§ THE EXERCISE: Beginning with the line where "Please locate the lamp" appears, retype every remaining line of the data below, both the first and last included.

[Dataset entries]
"""
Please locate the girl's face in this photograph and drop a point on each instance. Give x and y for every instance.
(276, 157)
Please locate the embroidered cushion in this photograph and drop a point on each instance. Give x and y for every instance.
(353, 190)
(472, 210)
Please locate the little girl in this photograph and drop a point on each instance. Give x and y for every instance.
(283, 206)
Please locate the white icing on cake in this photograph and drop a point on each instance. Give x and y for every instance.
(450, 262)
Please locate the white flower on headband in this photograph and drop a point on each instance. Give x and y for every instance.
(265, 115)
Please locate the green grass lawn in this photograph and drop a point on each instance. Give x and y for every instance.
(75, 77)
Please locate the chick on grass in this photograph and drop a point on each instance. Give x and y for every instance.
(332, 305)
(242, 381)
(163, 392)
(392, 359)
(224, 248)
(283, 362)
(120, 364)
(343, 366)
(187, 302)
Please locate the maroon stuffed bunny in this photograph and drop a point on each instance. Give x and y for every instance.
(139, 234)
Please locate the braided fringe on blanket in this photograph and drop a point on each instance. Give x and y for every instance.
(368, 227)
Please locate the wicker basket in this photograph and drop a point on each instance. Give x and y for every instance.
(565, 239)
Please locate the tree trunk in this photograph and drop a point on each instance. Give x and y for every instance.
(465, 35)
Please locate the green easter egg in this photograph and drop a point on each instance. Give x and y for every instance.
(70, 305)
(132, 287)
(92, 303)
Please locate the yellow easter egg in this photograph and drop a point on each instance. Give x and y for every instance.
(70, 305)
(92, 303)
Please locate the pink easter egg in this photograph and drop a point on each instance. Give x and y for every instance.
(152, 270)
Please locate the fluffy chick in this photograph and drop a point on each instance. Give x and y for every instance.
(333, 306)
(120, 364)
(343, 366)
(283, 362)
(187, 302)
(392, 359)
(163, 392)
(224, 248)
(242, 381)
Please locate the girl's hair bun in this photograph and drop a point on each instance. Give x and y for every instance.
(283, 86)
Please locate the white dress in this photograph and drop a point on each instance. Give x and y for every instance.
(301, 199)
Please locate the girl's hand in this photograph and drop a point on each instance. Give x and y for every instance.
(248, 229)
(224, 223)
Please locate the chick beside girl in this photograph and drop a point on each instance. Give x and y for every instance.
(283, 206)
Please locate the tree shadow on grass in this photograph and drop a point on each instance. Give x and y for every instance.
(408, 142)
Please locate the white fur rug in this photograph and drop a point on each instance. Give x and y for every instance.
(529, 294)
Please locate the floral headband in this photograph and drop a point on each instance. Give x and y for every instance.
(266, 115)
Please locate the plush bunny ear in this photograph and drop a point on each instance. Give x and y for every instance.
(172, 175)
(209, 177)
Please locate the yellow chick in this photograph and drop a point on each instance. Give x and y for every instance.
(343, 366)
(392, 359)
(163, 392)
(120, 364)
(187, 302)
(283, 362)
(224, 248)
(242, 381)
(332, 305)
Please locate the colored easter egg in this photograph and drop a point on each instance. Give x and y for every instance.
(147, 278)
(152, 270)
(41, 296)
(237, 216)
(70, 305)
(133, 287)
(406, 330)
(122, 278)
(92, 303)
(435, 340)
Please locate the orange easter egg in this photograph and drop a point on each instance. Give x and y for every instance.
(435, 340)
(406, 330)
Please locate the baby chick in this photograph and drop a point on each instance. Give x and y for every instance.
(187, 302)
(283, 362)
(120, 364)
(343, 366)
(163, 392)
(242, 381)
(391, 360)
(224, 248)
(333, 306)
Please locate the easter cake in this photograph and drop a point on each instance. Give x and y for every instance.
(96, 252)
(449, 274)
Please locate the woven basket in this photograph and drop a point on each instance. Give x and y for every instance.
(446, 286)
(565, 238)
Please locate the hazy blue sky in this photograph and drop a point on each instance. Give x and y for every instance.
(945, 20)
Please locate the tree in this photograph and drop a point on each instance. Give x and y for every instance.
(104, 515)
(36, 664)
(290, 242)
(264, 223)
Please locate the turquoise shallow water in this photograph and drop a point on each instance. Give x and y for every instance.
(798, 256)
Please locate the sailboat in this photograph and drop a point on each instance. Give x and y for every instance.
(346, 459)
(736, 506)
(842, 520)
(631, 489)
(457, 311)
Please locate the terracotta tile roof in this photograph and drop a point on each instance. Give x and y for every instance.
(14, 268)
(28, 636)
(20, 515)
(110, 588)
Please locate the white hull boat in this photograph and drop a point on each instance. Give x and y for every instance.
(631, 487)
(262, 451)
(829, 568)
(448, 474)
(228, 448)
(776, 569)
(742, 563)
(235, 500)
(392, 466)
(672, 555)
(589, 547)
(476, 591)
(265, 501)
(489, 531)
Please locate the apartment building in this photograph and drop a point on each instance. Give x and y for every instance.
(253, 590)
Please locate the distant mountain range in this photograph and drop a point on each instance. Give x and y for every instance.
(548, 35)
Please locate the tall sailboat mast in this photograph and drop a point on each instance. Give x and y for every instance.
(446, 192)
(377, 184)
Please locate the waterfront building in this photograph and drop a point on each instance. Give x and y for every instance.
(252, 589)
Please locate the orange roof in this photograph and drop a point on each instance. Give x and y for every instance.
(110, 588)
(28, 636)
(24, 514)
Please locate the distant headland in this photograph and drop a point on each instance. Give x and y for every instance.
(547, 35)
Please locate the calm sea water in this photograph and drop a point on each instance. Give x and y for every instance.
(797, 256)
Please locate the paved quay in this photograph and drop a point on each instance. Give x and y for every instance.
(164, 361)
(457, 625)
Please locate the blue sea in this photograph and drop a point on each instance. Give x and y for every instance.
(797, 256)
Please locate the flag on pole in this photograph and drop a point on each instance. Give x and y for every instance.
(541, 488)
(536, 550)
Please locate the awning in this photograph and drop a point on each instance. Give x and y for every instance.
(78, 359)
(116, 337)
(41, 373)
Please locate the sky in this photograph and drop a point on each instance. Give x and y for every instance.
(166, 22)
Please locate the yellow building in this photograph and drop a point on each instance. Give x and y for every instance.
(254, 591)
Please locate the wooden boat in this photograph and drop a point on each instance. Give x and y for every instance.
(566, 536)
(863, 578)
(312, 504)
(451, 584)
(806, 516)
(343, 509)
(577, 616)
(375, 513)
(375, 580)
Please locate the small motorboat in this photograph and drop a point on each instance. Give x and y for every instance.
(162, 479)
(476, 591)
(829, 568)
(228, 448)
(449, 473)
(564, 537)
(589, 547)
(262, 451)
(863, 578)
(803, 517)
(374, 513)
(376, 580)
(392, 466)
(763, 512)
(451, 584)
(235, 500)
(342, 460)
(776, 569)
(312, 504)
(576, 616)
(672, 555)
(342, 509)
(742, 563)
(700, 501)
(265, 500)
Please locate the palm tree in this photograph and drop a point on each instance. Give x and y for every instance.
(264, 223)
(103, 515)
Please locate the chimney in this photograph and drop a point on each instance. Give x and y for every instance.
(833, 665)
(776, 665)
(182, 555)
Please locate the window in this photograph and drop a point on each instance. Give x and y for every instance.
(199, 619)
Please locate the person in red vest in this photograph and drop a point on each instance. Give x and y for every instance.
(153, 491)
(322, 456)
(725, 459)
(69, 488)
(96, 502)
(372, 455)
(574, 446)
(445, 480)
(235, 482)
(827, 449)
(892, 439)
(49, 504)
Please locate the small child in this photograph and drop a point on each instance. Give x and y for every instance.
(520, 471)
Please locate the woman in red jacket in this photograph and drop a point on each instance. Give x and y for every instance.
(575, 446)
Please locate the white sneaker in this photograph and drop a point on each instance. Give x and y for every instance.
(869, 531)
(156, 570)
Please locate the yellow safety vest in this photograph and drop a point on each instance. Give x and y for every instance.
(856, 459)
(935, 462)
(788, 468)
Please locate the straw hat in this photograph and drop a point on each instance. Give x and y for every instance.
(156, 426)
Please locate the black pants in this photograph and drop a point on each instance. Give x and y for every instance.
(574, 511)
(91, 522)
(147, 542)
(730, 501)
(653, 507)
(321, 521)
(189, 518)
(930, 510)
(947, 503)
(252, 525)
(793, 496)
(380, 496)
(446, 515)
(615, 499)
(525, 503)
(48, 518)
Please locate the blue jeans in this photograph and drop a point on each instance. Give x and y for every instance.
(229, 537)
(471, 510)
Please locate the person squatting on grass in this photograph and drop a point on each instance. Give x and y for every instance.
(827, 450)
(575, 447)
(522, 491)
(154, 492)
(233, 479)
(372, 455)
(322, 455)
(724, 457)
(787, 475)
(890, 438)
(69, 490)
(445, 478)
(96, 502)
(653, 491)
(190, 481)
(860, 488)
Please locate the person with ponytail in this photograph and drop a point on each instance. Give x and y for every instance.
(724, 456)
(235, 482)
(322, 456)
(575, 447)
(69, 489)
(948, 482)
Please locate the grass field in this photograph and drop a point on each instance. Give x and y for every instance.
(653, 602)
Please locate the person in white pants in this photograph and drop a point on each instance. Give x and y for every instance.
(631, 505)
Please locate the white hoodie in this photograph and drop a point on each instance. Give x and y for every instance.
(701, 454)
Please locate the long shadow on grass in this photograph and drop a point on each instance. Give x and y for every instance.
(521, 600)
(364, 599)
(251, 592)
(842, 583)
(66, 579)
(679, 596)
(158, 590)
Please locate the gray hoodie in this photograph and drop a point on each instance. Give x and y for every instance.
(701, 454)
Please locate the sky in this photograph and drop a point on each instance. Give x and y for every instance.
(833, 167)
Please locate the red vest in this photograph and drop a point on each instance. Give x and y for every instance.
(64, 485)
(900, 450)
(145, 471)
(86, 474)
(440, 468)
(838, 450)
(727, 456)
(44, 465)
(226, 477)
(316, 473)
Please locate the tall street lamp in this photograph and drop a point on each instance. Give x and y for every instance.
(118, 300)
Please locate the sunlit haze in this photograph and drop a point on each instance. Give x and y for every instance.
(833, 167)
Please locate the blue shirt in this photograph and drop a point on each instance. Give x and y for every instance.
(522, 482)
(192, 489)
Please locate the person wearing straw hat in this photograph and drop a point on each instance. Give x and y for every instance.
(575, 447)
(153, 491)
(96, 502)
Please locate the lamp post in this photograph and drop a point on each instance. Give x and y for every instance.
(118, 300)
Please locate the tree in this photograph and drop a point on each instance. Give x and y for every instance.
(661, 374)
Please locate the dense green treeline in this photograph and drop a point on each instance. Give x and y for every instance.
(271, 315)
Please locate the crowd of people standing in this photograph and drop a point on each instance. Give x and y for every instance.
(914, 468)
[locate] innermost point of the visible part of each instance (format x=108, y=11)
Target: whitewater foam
"""
§ ANSWER FOR THE TASK:
Please locate the lamp post in this photograph and drop a point on each instance. Give x and y for every instance.
(118, 300)
Please locate the tree in this photograph and drop a point on each instance. Give x and y for every instance.
(661, 374)
Please locate the dense green treeline in this photograph and drop a point on each instance. Give x and y for every instance.
(271, 315)
Please locate the crowd of people standing in this photograph and drop a point on each instance. Give x and y for every instance.
(914, 468)
[locate] innermost point of the visible part of each instance (format x=108, y=11)
Target: whitewater foam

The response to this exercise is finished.